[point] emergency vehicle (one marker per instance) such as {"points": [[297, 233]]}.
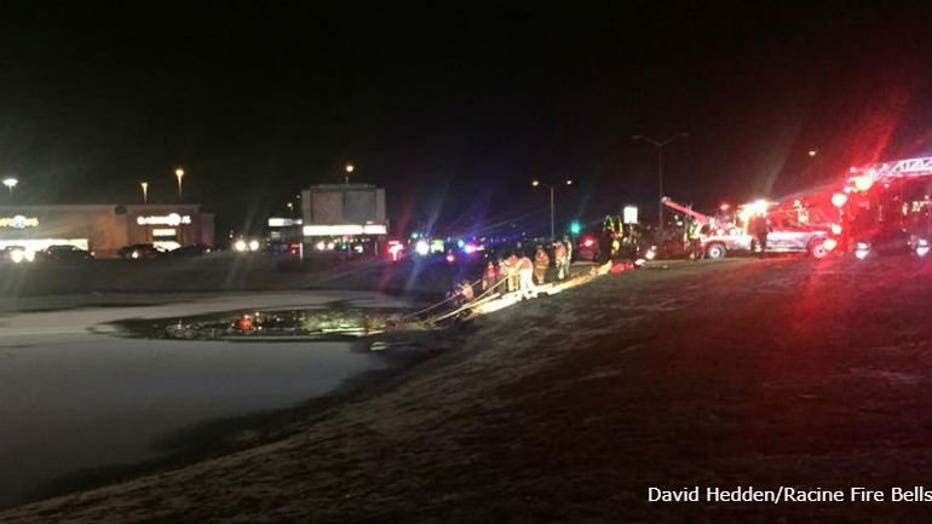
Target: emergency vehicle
{"points": [[728, 233], [879, 208], [886, 208]]}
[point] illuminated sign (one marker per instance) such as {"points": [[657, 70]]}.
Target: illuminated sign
{"points": [[171, 219], [19, 222], [284, 222], [345, 229]]}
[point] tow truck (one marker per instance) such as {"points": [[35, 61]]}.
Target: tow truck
{"points": [[722, 237]]}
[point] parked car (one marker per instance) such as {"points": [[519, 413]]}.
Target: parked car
{"points": [[140, 252], [194, 250], [66, 253]]}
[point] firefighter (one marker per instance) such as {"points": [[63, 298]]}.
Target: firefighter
{"points": [[466, 291], [605, 240], [490, 277], [561, 259], [541, 263], [513, 277], [758, 227], [525, 270]]}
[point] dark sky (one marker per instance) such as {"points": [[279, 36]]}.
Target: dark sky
{"points": [[454, 109]]}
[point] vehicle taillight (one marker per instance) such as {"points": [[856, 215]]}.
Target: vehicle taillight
{"points": [[922, 247], [862, 250]]}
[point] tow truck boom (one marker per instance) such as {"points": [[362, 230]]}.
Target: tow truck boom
{"points": [[676, 206]]}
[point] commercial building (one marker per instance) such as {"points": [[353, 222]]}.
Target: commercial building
{"points": [[105, 228], [344, 218]]}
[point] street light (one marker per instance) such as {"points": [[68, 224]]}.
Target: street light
{"points": [[551, 187], [180, 174], [659, 145], [10, 183]]}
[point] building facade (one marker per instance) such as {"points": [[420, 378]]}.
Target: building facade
{"points": [[105, 228]]}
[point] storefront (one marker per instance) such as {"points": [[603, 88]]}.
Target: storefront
{"points": [[105, 228]]}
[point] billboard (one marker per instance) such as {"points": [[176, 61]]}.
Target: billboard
{"points": [[343, 204]]}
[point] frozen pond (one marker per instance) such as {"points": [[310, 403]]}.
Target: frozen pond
{"points": [[73, 399]]}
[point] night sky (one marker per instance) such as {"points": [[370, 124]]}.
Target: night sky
{"points": [[454, 109]]}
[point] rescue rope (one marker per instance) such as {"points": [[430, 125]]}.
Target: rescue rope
{"points": [[438, 304]]}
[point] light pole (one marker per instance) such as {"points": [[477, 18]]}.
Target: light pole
{"points": [[10, 183], [659, 145], [179, 172], [551, 187]]}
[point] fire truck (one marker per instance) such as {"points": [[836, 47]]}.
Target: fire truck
{"points": [[728, 233]]}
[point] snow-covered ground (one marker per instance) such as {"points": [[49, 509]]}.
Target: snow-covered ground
{"points": [[73, 396]]}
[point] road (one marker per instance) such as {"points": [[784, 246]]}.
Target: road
{"points": [[74, 397], [784, 372]]}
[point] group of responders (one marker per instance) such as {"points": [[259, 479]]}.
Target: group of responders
{"points": [[787, 494]]}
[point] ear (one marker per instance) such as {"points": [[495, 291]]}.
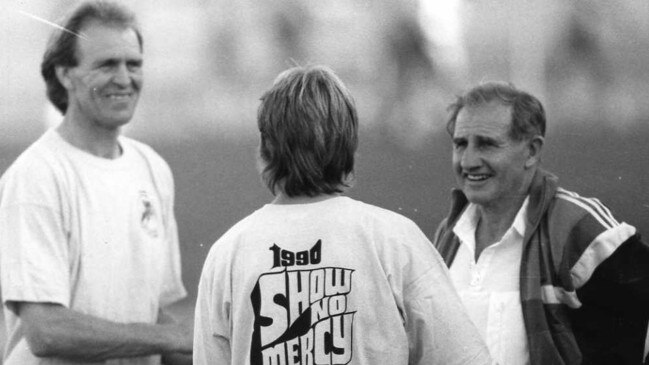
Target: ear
{"points": [[534, 148], [62, 74]]}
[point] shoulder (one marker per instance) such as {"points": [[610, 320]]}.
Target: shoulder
{"points": [[380, 217], [146, 152], [587, 232], [35, 166], [570, 209]]}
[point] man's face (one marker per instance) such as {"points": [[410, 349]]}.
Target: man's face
{"points": [[103, 89], [489, 166]]}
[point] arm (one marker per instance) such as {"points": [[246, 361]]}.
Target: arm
{"points": [[177, 358], [439, 329], [212, 323], [612, 323], [52, 330]]}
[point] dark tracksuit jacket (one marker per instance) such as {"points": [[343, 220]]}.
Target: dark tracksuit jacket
{"points": [[584, 279]]}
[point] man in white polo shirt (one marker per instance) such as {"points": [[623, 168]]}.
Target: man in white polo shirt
{"points": [[548, 276]]}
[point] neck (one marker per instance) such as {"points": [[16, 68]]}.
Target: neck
{"points": [[281, 198], [100, 142], [495, 221]]}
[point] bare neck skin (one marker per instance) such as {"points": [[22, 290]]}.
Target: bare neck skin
{"points": [[282, 199], [101, 142], [494, 221]]}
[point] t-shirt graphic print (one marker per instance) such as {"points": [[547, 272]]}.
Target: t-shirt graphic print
{"points": [[301, 316]]}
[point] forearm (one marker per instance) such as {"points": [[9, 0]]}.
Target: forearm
{"points": [[55, 331]]}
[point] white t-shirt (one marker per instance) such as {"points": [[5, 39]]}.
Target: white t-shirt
{"points": [[95, 235], [490, 287], [332, 282]]}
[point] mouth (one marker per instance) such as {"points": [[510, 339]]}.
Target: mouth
{"points": [[119, 96], [476, 177]]}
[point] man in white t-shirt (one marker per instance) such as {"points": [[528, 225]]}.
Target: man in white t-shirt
{"points": [[318, 278], [89, 254]]}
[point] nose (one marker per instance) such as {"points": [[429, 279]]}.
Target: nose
{"points": [[470, 158]]}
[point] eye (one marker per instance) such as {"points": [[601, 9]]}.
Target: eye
{"points": [[134, 66], [459, 143]]}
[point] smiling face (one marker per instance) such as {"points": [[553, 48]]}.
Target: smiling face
{"points": [[103, 89], [490, 167]]}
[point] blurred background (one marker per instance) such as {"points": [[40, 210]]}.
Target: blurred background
{"points": [[207, 62]]}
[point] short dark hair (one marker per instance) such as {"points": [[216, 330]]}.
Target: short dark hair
{"points": [[309, 133], [528, 115], [62, 46]]}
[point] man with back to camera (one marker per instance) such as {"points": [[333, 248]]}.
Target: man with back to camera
{"points": [[548, 276], [88, 240], [318, 278]]}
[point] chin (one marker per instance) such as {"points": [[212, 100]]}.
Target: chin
{"points": [[474, 197]]}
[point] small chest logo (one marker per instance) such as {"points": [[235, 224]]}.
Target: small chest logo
{"points": [[148, 216]]}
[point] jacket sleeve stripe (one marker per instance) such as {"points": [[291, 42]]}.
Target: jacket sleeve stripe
{"points": [[599, 250], [592, 206]]}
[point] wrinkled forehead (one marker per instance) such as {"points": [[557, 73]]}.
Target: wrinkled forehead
{"points": [[100, 38], [491, 118]]}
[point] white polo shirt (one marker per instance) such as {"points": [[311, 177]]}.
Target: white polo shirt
{"points": [[490, 288]]}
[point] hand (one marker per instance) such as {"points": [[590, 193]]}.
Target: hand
{"points": [[177, 359]]}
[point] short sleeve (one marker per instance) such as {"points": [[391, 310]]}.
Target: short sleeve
{"points": [[212, 322], [34, 251], [439, 329], [172, 289]]}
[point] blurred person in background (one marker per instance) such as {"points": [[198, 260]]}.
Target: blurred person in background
{"points": [[89, 254], [548, 276], [317, 277]]}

++++++++++

### WRITTEN REQUEST
Rewrite all the records above with "one marker per instance" changed to "one marker for each instance" and everything else left as it is. Omit the pictures.

### TASK SOLUTION
[point] emergency vehicle (one marker for each instance) such as {"points": [[297, 233]]}.
Target: emergency vehicle
{"points": [[728, 233], [879, 208], [886, 208]]}
[point] illuminated sign (one marker for each instance) such as {"points": [[657, 70]]}.
Target: illuminated sign
{"points": [[171, 219], [19, 222], [284, 222], [345, 229]]}
[point] tow truck (one marker for each instance) such as {"points": [[35, 61]]}.
Target: tow truck
{"points": [[722, 237]]}
[point] parked car (one marker for each instance) such as {"points": [[519, 413]]}.
Target: parked car
{"points": [[140, 252], [194, 250], [66, 253]]}
[point] firefighter (one marker for each instance) such as {"points": [[63, 298]]}.
Target: firefighter
{"points": [[466, 291], [605, 240], [490, 277], [561, 259], [541, 263], [513, 277], [758, 227], [525, 270]]}
[point] dark sky (one marker for each instance) such as {"points": [[279, 36]]}.
Target: dark sky
{"points": [[454, 109]]}
[point] vehicle taillight (one marker for each instance) such as {"points": [[856, 215]]}.
Target: vehicle taillight
{"points": [[922, 247], [862, 250]]}
[point] tow truck boom (one marker for each instance) such as {"points": [[362, 230]]}.
Target: tow truck boom
{"points": [[676, 206]]}
[point] commercial building (one marker for each instance) such as {"points": [[353, 222]]}.
Target: commercial building
{"points": [[105, 228], [344, 218]]}
[point] street light (one marker for each instance) such as {"points": [[68, 224]]}.
Target: street light
{"points": [[551, 187], [180, 174], [659, 145], [10, 183]]}
[point] building facade (one marker for each instance) such as {"points": [[420, 378]]}.
Target: building facade
{"points": [[105, 228]]}
[point] storefront (one marker for each instance) such as {"points": [[603, 88]]}.
Target: storefront
{"points": [[105, 228]]}
[point] billboard (one marker for each instance) such as {"points": [[176, 61]]}.
Target: billboard
{"points": [[343, 204]]}
[point] frozen pond (one marker for each instance) such as {"points": [[310, 403]]}.
Target: frozen pond
{"points": [[73, 399]]}
[point] night sky (one marker for each instance) such as {"points": [[370, 124]]}.
Target: night sky
{"points": [[454, 109]]}
[point] rescue rope (one marker for each instance) such as {"points": [[430, 125]]}.
Target: rescue rope
{"points": [[438, 304]]}
[point] light pole (one marker for each instance) such as {"points": [[477, 18]]}.
Target: light pole
{"points": [[10, 183], [659, 145], [179, 172], [551, 187]]}
[point] fire truck (one marker for each instance) such as {"points": [[836, 47]]}.
Target: fire truck
{"points": [[728, 233]]}
[point] snow-covered ground (one marker for each instance) such as {"points": [[49, 509]]}.
Target: snow-covered ground
{"points": [[73, 396]]}
[point] road (one marker for each instance) such as {"points": [[784, 246]]}.
Target: road
{"points": [[74, 397], [784, 372]]}
[point] group of responders (one marker for each instance) such as {"points": [[259, 479]]}.
Target: group of responders
{"points": [[787, 494]]}
[point] ear (one marker for each instance) such as {"points": [[495, 291]]}.
Target: ear
{"points": [[534, 148], [62, 74]]}
[point] shoulder (one marker for each instance) such as {"points": [[610, 320]]}.
Target: shoulder
{"points": [[380, 217], [146, 152], [587, 232], [35, 166], [570, 209]]}
[point] man's face (one marker for each instance) such as {"points": [[410, 349]]}.
Target: man's face
{"points": [[103, 89], [489, 166]]}
[point] arm (one marker for each instance) such as {"points": [[246, 361]]}.
Target: arm
{"points": [[177, 358], [439, 329], [212, 323], [612, 323], [52, 330]]}
[point] dark tracksuit jacket (one marker for each instance) such as {"points": [[343, 220]]}.
Target: dark tracksuit jacket
{"points": [[584, 279]]}
[point] man in white polo shirt (one marker for each instance) such as {"points": [[623, 168]]}.
Target: man in white polo shirt
{"points": [[548, 276]]}
[point] neck (one marker for each instance) such as {"points": [[16, 68]]}.
Target: neck
{"points": [[281, 198], [100, 142], [495, 221]]}
[point] bare neck skin (one marker for each instance) such as {"points": [[22, 290]]}.
Target: bare neck skin
{"points": [[282, 199], [101, 142], [494, 221]]}
[point] t-shirt graphic print (one marker for each instance) such as {"points": [[547, 272]]}.
Target: t-shirt graphic print
{"points": [[301, 316]]}
[point] forearm (one marker for each instance) such as {"points": [[9, 0]]}.
Target: forearm
{"points": [[55, 331]]}
[point] white t-shirt (one marker for each instance) such as {"points": [[5, 39]]}.
Target: white t-shirt
{"points": [[95, 235], [490, 287], [332, 282]]}
[point] mouth (one marker for each instance) such as {"points": [[510, 339]]}.
Target: mouth
{"points": [[119, 96], [476, 177]]}
[point] man in white t-shirt (one marker for each instance) such as {"points": [[528, 225]]}.
Target: man in white t-shirt
{"points": [[318, 278], [89, 254]]}
[point] nose (one marker for each instance) such as {"points": [[429, 279]]}.
Target: nose
{"points": [[470, 158]]}
[point] eye (one marker for each instance) such as {"points": [[601, 9]]}.
Target: eye
{"points": [[134, 66], [459, 143]]}
[point] smiling face (one marker for each instance) such as {"points": [[553, 48]]}.
Target: smiling face
{"points": [[103, 89], [490, 167]]}
[point] blurred background (one marker for each instance) such as {"points": [[40, 210]]}.
Target: blurred background
{"points": [[207, 62]]}
[point] short dark hair (one marker for each instance) such as {"points": [[216, 330]]}.
Target: short dark hair
{"points": [[309, 133], [528, 115], [62, 46]]}
[point] man with back to camera (one marker for each instance) such as {"points": [[333, 248]]}.
Target: man with back to camera
{"points": [[548, 276], [88, 240], [318, 278]]}
[point] chin (one marker for each instance) such as {"points": [[212, 100]]}.
Target: chin
{"points": [[474, 197]]}
[point] small chest logo (one marker for each instance) such as {"points": [[235, 224]]}.
Target: small chest logo
{"points": [[148, 216]]}
[point] jacket sleeve stripe (one marker for each instance) such as {"points": [[291, 42]]}.
Target: jacket sleeve stripe
{"points": [[599, 250], [592, 206]]}
[point] wrinkled forehead (one marker for each instance) such as {"points": [[557, 73]]}.
Target: wrinkled forehead
{"points": [[100, 38], [491, 118]]}
[point] white polo shirt (one marker for each instance) such as {"points": [[311, 177]]}.
Target: white polo shirt
{"points": [[490, 288]]}
[point] hand (one marker for each instance) such as {"points": [[590, 193]]}.
Target: hand
{"points": [[177, 359]]}
[point] short sleeve (one marker for each instance) such as {"points": [[391, 310]]}.
Target: short sleeve
{"points": [[212, 322], [34, 251], [439, 329], [172, 289]]}
[point] blurred person in background (one marker for each instance) such as {"points": [[198, 260]]}.
Target: blurred person in background
{"points": [[89, 254], [548, 276], [317, 277]]}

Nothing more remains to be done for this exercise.